> Exercise directions:
Present the records below as a numbered list, leaving out any blank lines.

+---+

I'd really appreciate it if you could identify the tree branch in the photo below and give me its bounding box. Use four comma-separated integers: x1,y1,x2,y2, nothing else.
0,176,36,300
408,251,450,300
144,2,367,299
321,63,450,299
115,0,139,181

+---+

> Response to the task:
1. I'd really appreciate it if you could identify the tree branch in the photo below and give me its bounding box. Use four comma-separated integers: x1,y1,x2,y2, nothing else.
2. 0,176,36,300
3. 408,251,450,300
4. 144,2,367,299
5. 321,63,450,299
6. 115,0,139,181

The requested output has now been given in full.